==== Items

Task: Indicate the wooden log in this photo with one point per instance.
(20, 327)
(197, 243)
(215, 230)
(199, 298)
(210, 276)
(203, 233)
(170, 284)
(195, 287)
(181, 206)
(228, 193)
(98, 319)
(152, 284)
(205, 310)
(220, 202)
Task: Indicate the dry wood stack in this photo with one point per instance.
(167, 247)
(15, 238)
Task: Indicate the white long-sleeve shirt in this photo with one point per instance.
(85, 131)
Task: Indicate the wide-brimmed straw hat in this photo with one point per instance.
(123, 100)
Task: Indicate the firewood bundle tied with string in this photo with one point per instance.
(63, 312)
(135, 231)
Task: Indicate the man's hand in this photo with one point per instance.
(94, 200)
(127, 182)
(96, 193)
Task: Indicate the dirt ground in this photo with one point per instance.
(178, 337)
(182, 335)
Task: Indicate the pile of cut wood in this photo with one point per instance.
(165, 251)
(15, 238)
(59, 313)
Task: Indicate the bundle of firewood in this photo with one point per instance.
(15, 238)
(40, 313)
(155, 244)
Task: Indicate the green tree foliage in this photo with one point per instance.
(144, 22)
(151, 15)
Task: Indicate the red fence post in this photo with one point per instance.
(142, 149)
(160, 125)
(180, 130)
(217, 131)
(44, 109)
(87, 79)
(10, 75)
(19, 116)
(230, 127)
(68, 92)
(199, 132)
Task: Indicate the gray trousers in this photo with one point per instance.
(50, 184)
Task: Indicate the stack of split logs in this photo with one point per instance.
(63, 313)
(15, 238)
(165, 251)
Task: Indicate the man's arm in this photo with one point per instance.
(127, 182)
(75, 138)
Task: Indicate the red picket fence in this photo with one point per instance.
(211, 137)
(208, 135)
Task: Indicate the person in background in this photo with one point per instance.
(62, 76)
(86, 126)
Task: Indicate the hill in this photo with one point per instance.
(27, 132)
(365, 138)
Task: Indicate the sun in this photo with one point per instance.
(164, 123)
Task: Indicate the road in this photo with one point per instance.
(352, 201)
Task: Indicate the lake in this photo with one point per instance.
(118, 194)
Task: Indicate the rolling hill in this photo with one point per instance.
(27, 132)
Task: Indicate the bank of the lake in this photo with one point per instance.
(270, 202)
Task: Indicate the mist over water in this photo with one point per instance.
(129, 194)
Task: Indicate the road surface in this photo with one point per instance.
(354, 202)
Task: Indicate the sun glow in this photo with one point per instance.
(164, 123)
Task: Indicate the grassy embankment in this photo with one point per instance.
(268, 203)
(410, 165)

========

Quote the listing in full, please, keeping every line exact.

Task: Indicate the wooden log in this photo with one point per instance.
(20, 327)
(197, 243)
(215, 230)
(199, 298)
(210, 276)
(203, 233)
(170, 284)
(195, 287)
(181, 206)
(228, 193)
(98, 319)
(152, 284)
(205, 310)
(220, 202)
Task: Indicate the dry wood stack in this photo with one point per instance.
(167, 247)
(15, 238)
Task: Indicate the white long-sleeve shirt in this photo with one point per instance.
(85, 131)
Task: Indicate the wide-brimmed straw hat in this photo with one point per instance.
(123, 100)
Task: Indicate the firewood bundle tied with string in this photo with one point per instance.
(63, 312)
(135, 231)
Task: Indicate the man's hand in this photo with one point per instance.
(94, 200)
(127, 182)
(96, 193)
Task: Indicate the dirt ground in this photo with one point per instance.
(178, 337)
(182, 335)
Task: Indicate the pile of cut wood in this photo with one point per instance.
(165, 251)
(15, 238)
(59, 313)
Task: Indicate the bundle of firewood in this photo with one point per instance.
(15, 238)
(40, 313)
(155, 244)
Task: Indicate the green tree foliage in this photo with one point per instance.
(144, 22)
(151, 15)
Task: Indicate the red fence post in this photo with one point per instance.
(142, 149)
(160, 125)
(180, 130)
(217, 131)
(44, 109)
(87, 79)
(10, 75)
(19, 116)
(230, 127)
(68, 92)
(199, 132)
Task: Indicate the gray trousers in this photo with one point per instance.
(50, 184)
Task: Indicate the stack of split logs in this photo with one point per instance.
(63, 313)
(15, 238)
(165, 251)
Task: Indicate the man's arm in this photo with one point per instance.
(127, 182)
(75, 138)
Task: Indicate the red picket fence in this photo with one point per instance.
(211, 137)
(208, 135)
Task: Indicate the person in background in this photo with one point per instance.
(62, 76)
(86, 126)
Task: Indicate the hill in this photo with one point per instance.
(27, 132)
(365, 138)
Task: Indicate the sun in this photo with one point per instance.
(164, 123)
Task: Indicate the road in this photo with one point per instance.
(352, 201)
Task: Indicate the lake in this photo with one point per instance.
(118, 194)
Task: Indicate the rolling hill in this photo with one point per instance.
(27, 132)
Task: Indicate the bank of the lake in this photo with one point per instance.
(270, 202)
Task: Indicate the mist over water in this photo with one point per instance.
(129, 194)
Task: Indicate the road surface in this photo with one point per instance.
(354, 202)
Task: Indicate the sun glow in this photo with one point per instance.
(164, 123)
Task: Indicate the grassy embankment in this photo with one point per instance.
(268, 203)
(410, 165)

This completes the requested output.